### [TEXTO PROPORCIONADO]
Que tal intento haya fracasado es sin duda una buena noticia. Pero también es una mala noticia.

La marea blanca (los médicos en la calle) ha ganado el pulso. Con algunas buenas razones: el proceso no era limpio; la competencia, falsa; los números salían de una chistera; los ahorros, inciertos; la calidad y la seguridad de los pacientes, dudosa, nuestro modelo sanitario da actualmente buenos resultados en términos de salud pública con un coste per cápita más bajo que la mayoría de los países de la OCDE. Todas buenas razones. Durante las negociaciones, representantes de los trabajadores admitían que sí, que se podían mejorar muchas cosas, y presentaron iniciativas concretas de cómo mejorar la gestión sin necesidad de cambiar de modelo. Sus propuestas fueron ignoradas desdeñosamente.

Pero como todo vale en la guerra, los médicos han echado mano de una formidable artillería demagógica. Una gran cantidad de eslóganes se refieren a que la sanidad pública "no se vende, se defiende". Se ha tratado de demonizar cualquier modelo sanitario basado en la gestión privada con una financiación pública, confundiendo a la ciudadanía sobre el modelo y creando miedos injustificados sobre las perversiones inherentes al mismo. Se ha ignorado que países con magníficos resultados y alta transparencia, y con democracias más limpias que la nuestra, utilizan este modelo u otros similares. Se ha ignorando el dato de que la mayor parte nuestra eficiencia se debe sencillamente a que los salarios de los médicos españoles son considerablemente más bajos que los de otros países (en términos de poder de compra), no a que nuestros procesos sean inmejorables. Finalmente, se ha tratado de echar tierra sobre algo que es más que obvio: que los trabajadores de la sanidad pública también tienen intereses y preocupaciones de tipo laboral, haciendo parecer que su única preocupación son y han sido siempre los pacientes, no la seguridad en sus puestos de trabajo. Intereses y preocupaciones ciertamente muy legítimas, pero que no podían ser enarboladas públicamente si se deseaba atraer la simpatía de la población. Así que una legítima reivindicación laboral se envolvió de con una bata blanca, pura de espíritu, libre de pecado, generosa.

### [EJERCICIOS Y TAREAS]
A - Responde a estas preguntas sobre el texto acerca de la marea blanca:
(i) ¿Qué presentaron los representantes de los trabajadores durante las negociaciones?
(ii) ¿Qué dicen sobre la sanidad pública muchos de los eslóganes?
(iii) ¿A qué se debe, según el texto, la mayor parte de nuestra eficiencia?
B - Continúa el texto sobre la marea blanca a partir de su última oración.

### [EXTRACTOS DE DATOS]

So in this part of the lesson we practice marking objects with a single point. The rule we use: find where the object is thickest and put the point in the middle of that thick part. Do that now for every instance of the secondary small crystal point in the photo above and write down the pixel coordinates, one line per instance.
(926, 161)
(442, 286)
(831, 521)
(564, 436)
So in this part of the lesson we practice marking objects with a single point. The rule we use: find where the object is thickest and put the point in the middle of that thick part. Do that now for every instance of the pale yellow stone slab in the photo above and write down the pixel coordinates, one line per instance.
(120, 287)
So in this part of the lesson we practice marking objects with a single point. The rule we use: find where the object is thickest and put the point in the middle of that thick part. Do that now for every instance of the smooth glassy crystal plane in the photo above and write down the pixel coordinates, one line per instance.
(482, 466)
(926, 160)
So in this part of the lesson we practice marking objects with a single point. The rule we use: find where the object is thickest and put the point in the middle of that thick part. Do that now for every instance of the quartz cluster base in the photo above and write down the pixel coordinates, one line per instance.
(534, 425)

### [SOLUCIONES]
A -
(i) Iniciativas concretas de cómo mejorar la gestión sin necesidad de cambiar de modelo.
(ii) Que la sanidad pública "no se vende, se defiende".
(iii) A que los salarios de los médicos españoles son considerablemente más bajos que los de otros países, en términos de poder de compra.

B -
Si los argumentos que esgrimía Lasquetty eran ideológicos (quizá ocultando otros menos presentables), los argumentos de los médicos no lo eran menos (y también ocultaban otros).
La marea era blanca porque la mayoría de los manifestantes eran trabajadores de la sanidad pública. Los beneficiarios de tanto altruismo eran los ciudadanos-pacientes, que superan en número, en proporción de varios cientos a uno, a los trabajadores afectados. Y, sin embargo, no era esa ciertamente la proporción de los manifestantes. ¿por qué los indefensos pacientes están varios cientos, o quizá miles, de veces menos preocupados por la privatización que los trabajadores sanitarios, cuando éstos últimos tienen contactos y pueden defenderse mejor? ¿Es meramente una coincidencia que los sanitarios se movilicen por el bien de los pacientes, con tanta vehemencia y tesón, justo cuando su futuro laboral está amenzado?

Ahora la batalla ha terminado. El odiado y odioso Lasquetty está haciendo crucigramas. Los médicos vuelven a sus quehaceres. Aquellas ofertas para mejorar la gestión de la sanidad, pero manteniendo la titularidad pública, que en momentos de zozobra los profesionales habían puesto encima de la mesa, han sido archivados en algún estante y una fina pátina de polvo, muy lentamente, empieza a depositarse sobre las carpetas. Eso es una mala noticia.